* Fragmento del texto:
%%
# dettagliato



## francisgranada

Hola a todos,

Cerco la parola spagnola corrispondente a _dettagliato_ nell' italiano.

Esempio: _Una spiegazione dettagliata_
Io direi: _Una explicación detallada_

Ma ho dei dubbi, perché il DRAE riporta solo questo:
*detallado**, da**.*
(Del part. de _detallar_).
*1. *adj. coloq._ Sor._ Dicho de la madera de pino: Escogida por su calidad.

Gracias de antemano.


----------



## Tomby

francisgranada said:


> Cerco la parola spagnola corrispondente a _dettagliato_ nell' italiano.
> 
> Esempio: _Una spiegazione dettagliata_
> Io direi: _Una explicación detallada_


"_Una explicación *detallada*_" é perfetto.


----------



## zipp404

_Una explicación detallad_a. Suena horrible.  (Con qué razón la RAE ni siquiera lo considera en otros contextos).

Se dice:  _Una explicación amplia, una explicación minuciosa_.


----------



## francisgranada

zipp404 said:


> _Una explicación detallad_a. Suena horrible.
> 
> Se dice: _Una explicación amplia, una explicación minuciosa_.


 
Quizás no es un ejemplo óptimo del punto de vista estilístico ... . (Según mi opinión, _amplia_ no es la misma cosa, mas _minuciosa_ "grosso modo" sí ... )

¿Puedes darme un ejemplo, digamos correcto (sea gramaticalmente que estilísticamente) para aprender mejor el uso de la palabra en cuestión y también para entender más "_detalladamente_ " lo que dices (es decir, porqué suena horrible)?


----------



## zipp404

_Amplia _en el sentido de abarcar todos los puntos; _minuciosa _en el sentido que se detiene con mucho, quizás demasiado, cuidado en todos los detalles.

_Detallar _como infinitivo sí se usa; pero el el participio pasado empleado como adjetivo (1) suena como un anglicismo y (2) la locución a mis oídos suena pesada.

Tiene en cuenta que en español la belleza de los sonidos al hablar constituye en sí también un elemento importante en la composición. 

Lo que hace que una espresión o una oración tenga belleza es el orden de las palabras [por ejemplo, en una pregunta se usa la inversión verbo-sujeto], elegir las palabras que comuniquen cada idea con precisión, y que en los sonidos de las sílabas haya armonia, por lo que te aconsejo que leas autores españoles e hispanoamericanos de manera que te nutras de sus expresiones y las asimiles, las respires, las sudes, las sueñes, las _vivas_ y aprendas de ellos porque ellos son los maestros y saben pensar y escribir, en vez de tú hacer composiciones en un vacio porque así no se aprende.  Se necesitan modelos. Para formarse bien bien bien.


----------



## Geviert

En efecto, me parece una exageración de parte de Zipp. Una explicación detallada es una explicación hecha con lujo de detalles, minuciosa (correcto). No veo un problema de estilo. Los dos motivos que se aducen son subjetivos (me suena, no me suena. Suenan las campanas compañeros).
%%
* Material:
%%
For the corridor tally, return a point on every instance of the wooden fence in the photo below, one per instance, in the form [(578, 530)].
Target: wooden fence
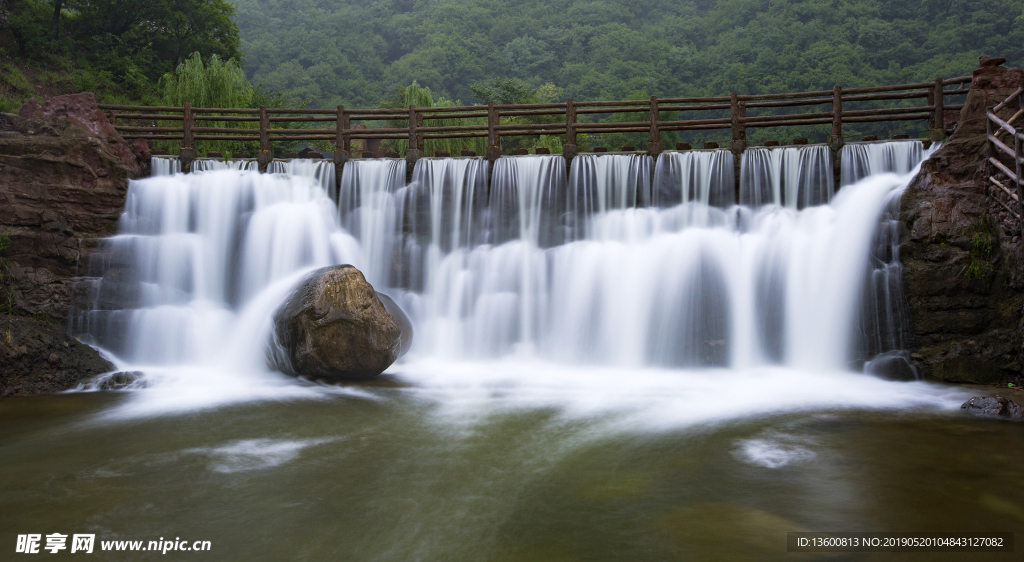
%%
* Instrucciones: Edita todo lo que va desde "Tiene en cuenta" hasta "bien bien bien." en el hilo del foro y sustituye "maestros" por "referentes". Apóyate únicamente en el hilo del foro.

* Respuesta:
Tiene en cuenta que en español la belleza de los sonidos al hablar constituye en sí también un elemento importante en la composición. 

Lo que hace que una espresión o una oración tenga belleza es el orden de las palabras [por ejemplo, en una pregunta se usa la inversión verbo-sujeto], elegir las palabras que comuniquen cada idea con precisión, y que en los sonidos de las sílabas haya armonia, por lo que te aconsejo que leas autores españoles e hispanoamericanos de manera que te nutras de sus expresiones y las asimiles, las respires, las sudes, las sueñes, las _vivas_ y aprendas de ellos porque ellos son los referentes y saben pensar y escribir, en vez de tú hacer composiciones en un vacio porque así no se aprende.  Se necesitan modelos. Para formarse bien bien bien.